→ What you have to do
Copy out, without any change, the lines from the start of the items through the line containing "[240,328,253,342]", leaving out the pictures.
· · ·
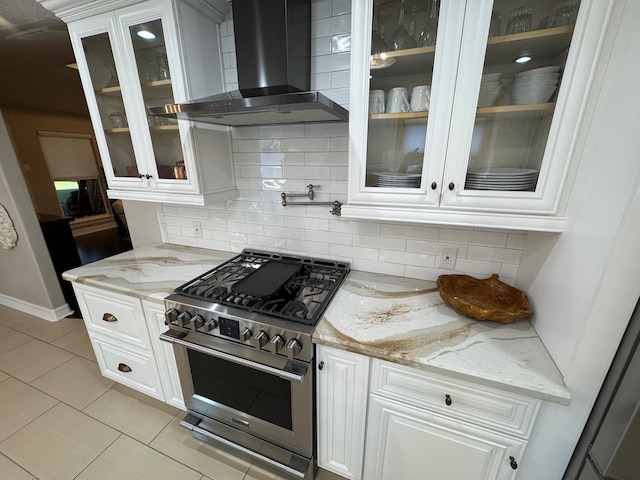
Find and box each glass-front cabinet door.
[79,22,139,183]
[343,0,607,231]
[127,19,187,182]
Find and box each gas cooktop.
[174,249,350,325]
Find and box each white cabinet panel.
[364,395,526,480]
[74,284,151,349]
[143,300,186,410]
[316,345,370,480]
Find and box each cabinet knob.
[118,363,131,376]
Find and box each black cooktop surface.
[174,249,350,325]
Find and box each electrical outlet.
[193,220,202,238]
[438,247,458,270]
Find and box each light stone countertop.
[313,271,571,405]
[63,244,571,405]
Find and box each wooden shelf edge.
[487,25,574,45]
[369,111,429,120]
[476,103,556,115]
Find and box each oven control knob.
[253,330,269,348]
[204,318,218,332]
[164,308,178,325]
[269,335,284,353]
[287,339,302,358]
[178,312,191,327]
[191,315,204,330]
[240,328,253,342]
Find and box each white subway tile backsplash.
[467,245,522,264]
[379,249,436,268]
[331,0,351,15]
[281,138,331,152]
[438,227,508,247]
[159,8,527,284]
[311,0,331,18]
[311,15,351,38]
[353,235,407,251]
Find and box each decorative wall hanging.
[0,205,18,250]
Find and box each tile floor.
[0,305,337,480]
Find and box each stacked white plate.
[478,73,502,107]
[465,167,538,192]
[512,65,562,105]
[373,172,422,188]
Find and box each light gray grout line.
[0,452,38,480]
[70,432,124,480]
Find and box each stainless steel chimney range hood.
[148,0,349,126]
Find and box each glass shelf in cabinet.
[485,25,574,65]
[371,46,436,77]
[476,103,556,120]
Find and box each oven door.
[160,330,314,459]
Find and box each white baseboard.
[0,293,73,322]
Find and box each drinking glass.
[418,0,438,47]
[390,0,417,50]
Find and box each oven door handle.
[160,333,307,383]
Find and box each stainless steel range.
[160,249,350,480]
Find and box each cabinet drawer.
[371,360,540,438]
[74,285,151,350]
[91,336,164,401]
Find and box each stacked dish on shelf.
[373,172,422,188]
[465,167,539,192]
[512,65,562,105]
[478,73,502,108]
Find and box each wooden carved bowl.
[437,274,533,323]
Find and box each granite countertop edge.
[63,243,571,405]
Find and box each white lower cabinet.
[73,283,184,409]
[317,345,540,480]
[142,300,186,410]
[364,395,526,480]
[316,345,370,480]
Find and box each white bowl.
[478,87,502,108]
[511,87,557,105]
[480,80,501,88]
[515,65,562,78]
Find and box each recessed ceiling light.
[138,30,156,40]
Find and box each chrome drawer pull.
[118,363,131,373]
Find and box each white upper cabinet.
[45,0,237,205]
[342,0,611,231]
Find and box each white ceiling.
[0,0,88,116]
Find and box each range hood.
[149,0,349,126]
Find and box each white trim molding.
[0,293,74,322]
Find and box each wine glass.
[390,0,417,50]
[371,6,389,55]
[418,0,438,47]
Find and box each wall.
[519,0,640,480]
[3,109,99,215]
[152,0,526,283]
[0,112,70,320]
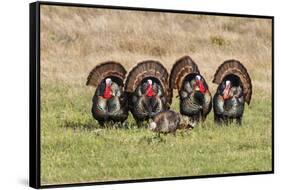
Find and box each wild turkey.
[169,56,212,122]
[213,60,252,125]
[86,61,128,126]
[125,60,171,125]
[148,110,181,135]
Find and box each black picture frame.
[29,1,274,188]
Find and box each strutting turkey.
[213,60,252,125]
[169,56,212,122]
[125,60,172,125]
[86,61,128,126]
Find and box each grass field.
[41,6,272,184]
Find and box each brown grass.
[41,6,272,184]
[41,6,271,97]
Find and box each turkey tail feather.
[125,60,172,103]
[86,61,126,86]
[169,56,200,89]
[213,59,252,104]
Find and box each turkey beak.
[148,122,156,131]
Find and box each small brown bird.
[148,110,181,136]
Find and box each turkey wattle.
[213,60,252,125]
[170,56,212,122]
[87,62,128,126]
[125,61,171,123]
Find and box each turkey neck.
[146,84,154,97]
[103,84,112,99]
[223,85,230,100]
[195,81,206,94]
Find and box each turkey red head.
[222,80,232,100]
[213,59,252,104]
[103,78,112,99]
[145,79,155,97]
[194,75,206,94]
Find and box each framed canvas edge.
[29,1,275,189]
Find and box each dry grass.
[41,6,272,186]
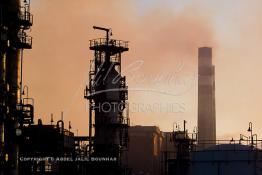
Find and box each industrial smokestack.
[198,47,216,149]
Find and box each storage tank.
[189,144,262,175]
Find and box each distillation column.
[0,0,32,175]
[85,27,129,175]
[198,47,216,148]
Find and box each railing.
[90,38,128,48]
[18,7,33,28]
[15,35,33,49]
[197,139,262,151]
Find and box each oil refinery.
[0,0,262,175]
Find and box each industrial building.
[127,126,163,175]
[0,0,262,175]
[0,0,130,175]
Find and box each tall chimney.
[198,47,216,149]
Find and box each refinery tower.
[198,47,216,148]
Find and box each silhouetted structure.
[0,0,33,175]
[85,26,129,175]
[198,47,216,148]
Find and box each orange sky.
[24,0,262,138]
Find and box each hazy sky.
[24,0,262,138]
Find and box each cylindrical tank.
[188,144,262,175]
[95,65,121,157]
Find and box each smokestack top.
[198,47,212,67]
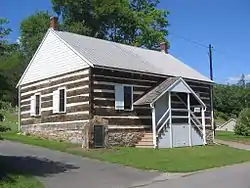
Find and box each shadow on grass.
[0,155,79,183]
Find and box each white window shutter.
[115,85,124,110]
[53,90,59,113]
[30,95,36,116]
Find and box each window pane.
[124,86,132,110]
[59,89,65,112]
[36,95,40,115]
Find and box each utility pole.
[208,44,215,137]
[208,44,214,80]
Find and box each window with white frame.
[53,87,66,113]
[115,84,133,110]
[30,93,41,116]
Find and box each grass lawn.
[0,175,44,188]
[215,131,250,144]
[3,133,250,172]
[0,109,44,188]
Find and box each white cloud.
[226,74,250,84]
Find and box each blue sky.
[0,0,250,83]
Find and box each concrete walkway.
[0,141,182,188]
[215,139,250,151]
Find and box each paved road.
[0,141,250,188]
[0,141,163,188]
[143,163,250,188]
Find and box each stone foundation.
[107,129,146,146]
[206,128,214,144]
[21,123,84,143]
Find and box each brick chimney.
[160,42,168,53]
[50,16,58,30]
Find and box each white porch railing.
[152,94,206,147]
[175,94,204,136]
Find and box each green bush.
[234,108,250,136]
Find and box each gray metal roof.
[54,31,212,82]
[134,77,180,105]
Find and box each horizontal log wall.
[92,68,211,127]
[20,69,89,129]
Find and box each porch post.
[17,86,21,132]
[168,91,173,148]
[201,107,207,145]
[152,106,157,148]
[187,93,192,146]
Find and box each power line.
[168,33,208,48]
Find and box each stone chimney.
[160,42,168,53]
[50,16,58,30]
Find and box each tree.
[0,50,25,105]
[237,74,246,87]
[20,12,50,61]
[214,84,246,118]
[52,0,168,49]
[234,108,250,136]
[0,17,11,55]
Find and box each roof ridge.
[54,30,164,55]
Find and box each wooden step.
[135,145,153,148]
[140,137,153,141]
[136,140,153,146]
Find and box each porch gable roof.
[134,77,206,108]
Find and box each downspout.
[201,107,207,145]
[150,104,157,149]
[17,86,21,132]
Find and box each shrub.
[234,108,250,136]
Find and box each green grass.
[3,133,250,172]
[0,111,250,173]
[0,175,44,188]
[214,117,226,126]
[215,131,250,144]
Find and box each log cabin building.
[17,17,213,148]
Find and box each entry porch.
[135,77,206,148]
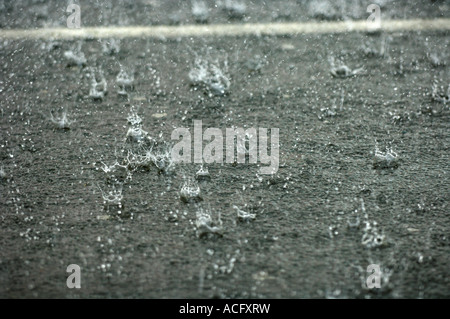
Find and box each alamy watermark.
[171,120,280,174]
[367,3,381,30]
[66,3,81,29]
[66,264,81,289]
[366,264,381,289]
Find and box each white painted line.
[0,19,450,39]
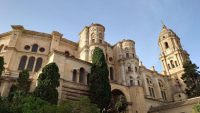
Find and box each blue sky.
[0,0,200,71]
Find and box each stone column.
[142,74,150,96]
[155,78,162,100]
[120,61,126,85]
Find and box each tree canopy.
[89,47,111,110]
[34,63,60,104]
[181,60,200,98]
[0,57,5,77]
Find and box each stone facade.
[0,24,195,113]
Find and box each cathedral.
[0,23,200,113]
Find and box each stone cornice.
[149,97,200,113]
[23,30,52,38]
[61,38,78,47]
[50,50,92,65]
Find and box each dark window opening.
[27,57,35,71]
[165,42,169,49]
[109,57,113,62]
[31,44,38,52]
[34,58,43,72]
[170,60,175,68]
[87,73,90,84]
[126,53,129,58]
[135,67,137,72]
[110,67,114,80]
[128,66,132,72]
[39,47,45,52]
[99,39,102,43]
[65,51,70,56]
[168,64,171,69]
[72,69,77,82]
[175,61,178,67]
[24,45,31,50]
[130,80,133,86]
[79,68,85,83]
[92,39,95,43]
[0,45,4,52]
[18,56,27,70]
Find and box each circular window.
[109,57,113,62]
[24,45,31,50]
[40,47,45,52]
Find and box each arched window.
[110,67,114,80]
[158,80,167,100]
[34,57,43,72]
[27,57,35,71]
[168,64,171,69]
[18,56,27,70]
[79,68,85,83]
[31,44,38,52]
[126,53,129,58]
[149,87,155,97]
[130,79,133,86]
[165,42,169,49]
[170,60,175,68]
[175,61,178,67]
[87,73,90,84]
[72,69,77,82]
[65,51,70,56]
[0,44,4,52]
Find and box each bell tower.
[158,25,189,76]
[158,25,189,101]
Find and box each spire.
[161,20,167,29]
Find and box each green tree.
[181,60,200,98]
[192,103,200,113]
[17,70,31,93]
[57,96,100,113]
[34,63,60,104]
[8,70,31,102]
[89,47,111,111]
[0,57,5,77]
[0,97,12,113]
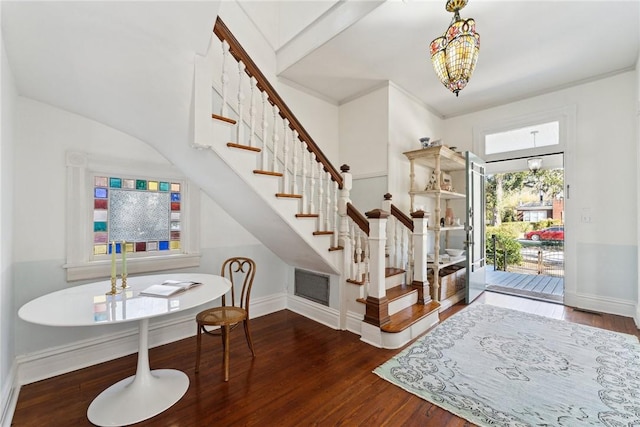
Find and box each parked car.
[524,225,564,241]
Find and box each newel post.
[411,210,431,304]
[364,209,389,326]
[338,165,353,248]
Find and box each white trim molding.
[287,295,340,329]
[0,360,20,427]
[564,289,640,325]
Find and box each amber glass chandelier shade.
[430,4,480,96]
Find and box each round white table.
[18,274,231,426]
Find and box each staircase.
[193,19,440,348]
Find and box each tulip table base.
[87,319,189,427]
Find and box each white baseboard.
[0,361,20,427]
[564,292,639,325]
[14,294,286,386]
[346,311,364,335]
[287,295,340,329]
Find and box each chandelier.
[431,0,480,96]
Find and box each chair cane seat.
[196,307,247,326]
[195,257,256,381]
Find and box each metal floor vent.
[294,268,329,306]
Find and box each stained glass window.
[93,176,183,256]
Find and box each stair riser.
[389,292,418,315]
[384,274,405,289]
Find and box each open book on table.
[140,280,201,297]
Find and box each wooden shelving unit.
[403,146,466,301]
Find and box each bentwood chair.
[196,257,256,381]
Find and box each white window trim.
[63,151,201,281]
[473,105,576,162]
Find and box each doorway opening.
[486,153,565,304]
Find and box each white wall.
[11,97,290,357]
[389,84,442,213]
[277,83,340,164]
[445,72,638,316]
[339,86,389,179]
[635,55,640,327]
[0,34,16,422]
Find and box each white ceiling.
[1,0,640,126]
[254,0,640,117]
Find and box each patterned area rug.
[374,304,640,427]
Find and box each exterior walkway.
[486,266,564,304]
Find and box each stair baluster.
[336,180,340,248]
[316,162,327,231]
[236,61,246,144]
[291,130,304,196]
[309,152,316,214]
[260,92,269,171]
[271,105,280,172]
[220,40,229,117]
[249,76,258,147]
[282,119,291,193]
[322,170,333,232]
[300,141,311,214]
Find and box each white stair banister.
[364,209,389,326]
[411,210,431,304]
[261,92,269,171]
[236,61,246,144]
[309,152,316,214]
[291,130,304,196]
[300,141,311,214]
[249,77,258,147]
[331,180,340,248]
[271,105,280,172]
[220,40,229,117]
[282,119,291,193]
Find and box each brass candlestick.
[105,277,119,295]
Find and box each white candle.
[111,241,116,279]
[122,240,127,277]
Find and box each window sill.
[63,254,200,282]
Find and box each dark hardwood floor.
[12,292,640,427]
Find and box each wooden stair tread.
[380,301,440,333]
[227,142,262,153]
[387,284,418,302]
[211,114,236,125]
[253,169,282,177]
[384,267,404,277]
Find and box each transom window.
[484,121,560,154]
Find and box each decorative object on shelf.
[444,248,464,257]
[425,172,438,190]
[106,241,118,295]
[444,208,453,225]
[120,240,129,289]
[440,172,453,191]
[527,157,542,175]
[430,0,480,96]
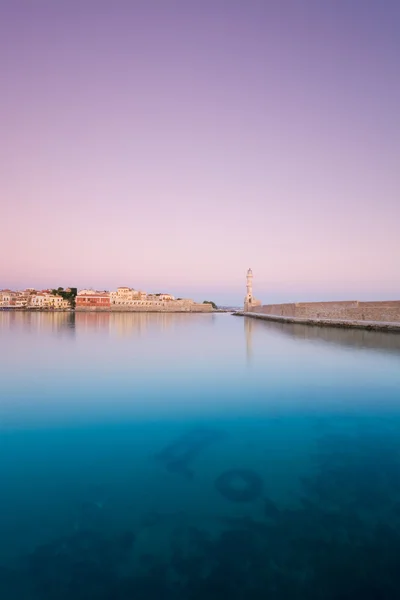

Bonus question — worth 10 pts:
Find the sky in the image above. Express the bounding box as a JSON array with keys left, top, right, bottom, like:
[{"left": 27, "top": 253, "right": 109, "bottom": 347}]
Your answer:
[{"left": 0, "top": 0, "right": 400, "bottom": 305}]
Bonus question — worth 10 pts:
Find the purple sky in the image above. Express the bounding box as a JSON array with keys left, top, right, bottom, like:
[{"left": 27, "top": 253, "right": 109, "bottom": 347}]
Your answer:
[{"left": 0, "top": 0, "right": 400, "bottom": 304}]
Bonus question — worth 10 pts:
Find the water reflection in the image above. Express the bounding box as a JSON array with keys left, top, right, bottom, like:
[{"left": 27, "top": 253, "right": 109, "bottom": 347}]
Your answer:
[
  {"left": 0, "top": 313, "right": 400, "bottom": 600},
  {"left": 0, "top": 310, "right": 76, "bottom": 333},
  {"left": 244, "top": 317, "right": 400, "bottom": 357}
]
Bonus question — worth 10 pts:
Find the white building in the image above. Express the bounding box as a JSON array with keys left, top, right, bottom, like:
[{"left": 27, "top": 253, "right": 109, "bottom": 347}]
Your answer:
[
  {"left": 30, "top": 292, "right": 70, "bottom": 310},
  {"left": 0, "top": 290, "right": 15, "bottom": 308},
  {"left": 110, "top": 287, "right": 147, "bottom": 306}
]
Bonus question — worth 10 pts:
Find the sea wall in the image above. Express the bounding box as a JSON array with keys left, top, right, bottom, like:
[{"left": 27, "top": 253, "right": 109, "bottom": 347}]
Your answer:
[{"left": 248, "top": 300, "right": 400, "bottom": 323}]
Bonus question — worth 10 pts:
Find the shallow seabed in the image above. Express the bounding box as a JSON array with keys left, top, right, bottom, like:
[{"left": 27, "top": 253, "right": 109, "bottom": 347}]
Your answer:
[{"left": 0, "top": 312, "right": 400, "bottom": 600}]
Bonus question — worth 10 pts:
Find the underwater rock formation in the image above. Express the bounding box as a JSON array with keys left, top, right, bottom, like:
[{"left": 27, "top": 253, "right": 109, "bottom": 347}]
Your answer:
[
  {"left": 156, "top": 428, "right": 225, "bottom": 478},
  {"left": 215, "top": 469, "right": 263, "bottom": 502}
]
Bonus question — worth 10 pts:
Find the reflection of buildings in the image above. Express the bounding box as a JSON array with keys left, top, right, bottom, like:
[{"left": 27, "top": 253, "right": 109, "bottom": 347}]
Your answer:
[
  {"left": 0, "top": 311, "right": 75, "bottom": 333},
  {"left": 75, "top": 311, "right": 215, "bottom": 336}
]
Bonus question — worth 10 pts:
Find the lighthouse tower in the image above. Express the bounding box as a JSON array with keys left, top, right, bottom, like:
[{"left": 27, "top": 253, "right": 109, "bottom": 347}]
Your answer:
[
  {"left": 244, "top": 269, "right": 253, "bottom": 312},
  {"left": 244, "top": 269, "right": 261, "bottom": 312}
]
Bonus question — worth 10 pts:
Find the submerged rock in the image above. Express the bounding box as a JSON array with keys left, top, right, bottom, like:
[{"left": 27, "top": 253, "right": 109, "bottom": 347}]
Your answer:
[{"left": 215, "top": 469, "right": 263, "bottom": 502}]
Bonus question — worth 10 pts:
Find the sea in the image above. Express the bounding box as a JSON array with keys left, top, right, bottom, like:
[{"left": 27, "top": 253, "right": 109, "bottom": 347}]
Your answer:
[{"left": 0, "top": 311, "right": 400, "bottom": 600}]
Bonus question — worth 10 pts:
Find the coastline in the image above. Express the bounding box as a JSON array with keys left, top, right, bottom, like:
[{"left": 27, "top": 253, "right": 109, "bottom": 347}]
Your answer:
[
  {"left": 233, "top": 311, "right": 400, "bottom": 333},
  {"left": 0, "top": 306, "right": 216, "bottom": 314}
]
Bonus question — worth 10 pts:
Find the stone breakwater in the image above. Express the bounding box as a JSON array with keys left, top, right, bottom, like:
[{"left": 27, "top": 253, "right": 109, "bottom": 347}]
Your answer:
[{"left": 236, "top": 301, "right": 400, "bottom": 332}]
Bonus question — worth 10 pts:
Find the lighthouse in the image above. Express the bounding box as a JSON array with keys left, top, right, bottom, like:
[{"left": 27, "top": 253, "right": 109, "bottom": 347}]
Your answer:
[{"left": 244, "top": 269, "right": 261, "bottom": 312}]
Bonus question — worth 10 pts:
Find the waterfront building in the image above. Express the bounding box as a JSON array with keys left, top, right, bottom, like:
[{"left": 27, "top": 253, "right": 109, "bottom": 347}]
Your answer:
[
  {"left": 76, "top": 290, "right": 111, "bottom": 309},
  {"left": 0, "top": 290, "right": 15, "bottom": 308},
  {"left": 110, "top": 287, "right": 147, "bottom": 306},
  {"left": 29, "top": 290, "right": 70, "bottom": 310}
]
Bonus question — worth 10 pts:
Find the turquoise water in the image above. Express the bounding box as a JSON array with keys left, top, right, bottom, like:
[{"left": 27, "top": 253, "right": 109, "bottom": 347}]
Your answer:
[{"left": 0, "top": 312, "right": 400, "bottom": 600}]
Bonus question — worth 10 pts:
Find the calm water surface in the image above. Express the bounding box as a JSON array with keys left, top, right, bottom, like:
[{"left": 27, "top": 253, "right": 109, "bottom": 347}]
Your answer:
[{"left": 0, "top": 312, "right": 400, "bottom": 600}]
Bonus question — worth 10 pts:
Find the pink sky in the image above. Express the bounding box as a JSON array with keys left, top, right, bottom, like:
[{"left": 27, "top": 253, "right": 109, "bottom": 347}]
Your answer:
[{"left": 0, "top": 0, "right": 400, "bottom": 304}]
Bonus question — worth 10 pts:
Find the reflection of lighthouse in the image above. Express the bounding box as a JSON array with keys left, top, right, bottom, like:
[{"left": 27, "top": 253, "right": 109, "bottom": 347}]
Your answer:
[
  {"left": 244, "top": 269, "right": 253, "bottom": 312},
  {"left": 243, "top": 318, "right": 254, "bottom": 363},
  {"left": 244, "top": 269, "right": 261, "bottom": 312}
]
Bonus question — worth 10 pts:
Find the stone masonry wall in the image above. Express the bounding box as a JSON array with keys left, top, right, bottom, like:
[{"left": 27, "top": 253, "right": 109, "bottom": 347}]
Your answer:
[{"left": 250, "top": 300, "right": 400, "bottom": 323}]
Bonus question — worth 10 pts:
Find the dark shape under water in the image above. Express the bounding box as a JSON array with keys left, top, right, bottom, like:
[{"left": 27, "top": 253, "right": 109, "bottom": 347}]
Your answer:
[
  {"left": 264, "top": 498, "right": 281, "bottom": 521},
  {"left": 156, "top": 428, "right": 224, "bottom": 478},
  {"left": 215, "top": 469, "right": 263, "bottom": 502}
]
· · ·
→ Task output
Find and box each glass-front cabinet door.
[79,22,139,183]
[343,0,607,231]
[127,19,187,182]
Find and box each gas cooktop.
[174,249,350,325]
Find and box each white cabinet panel.
[364,395,526,480]
[74,284,151,349]
[143,300,186,410]
[316,345,370,480]
Find and box each cabinet knob.
[118,363,131,376]
Find and box each black cooktop surface.
[174,249,350,325]
Find and box each electrical outlet.
[193,220,202,238]
[438,247,458,270]
Find and box each light stone countertop.
[313,271,571,405]
[63,244,571,405]
Find and box each wooden shelf edge.
[487,25,574,45]
[369,111,429,120]
[476,103,556,115]
Find and box each oven control knob.
[253,330,269,348]
[204,318,218,332]
[164,308,178,325]
[269,335,284,353]
[287,339,302,358]
[178,312,191,327]
[191,315,204,330]
[240,328,253,342]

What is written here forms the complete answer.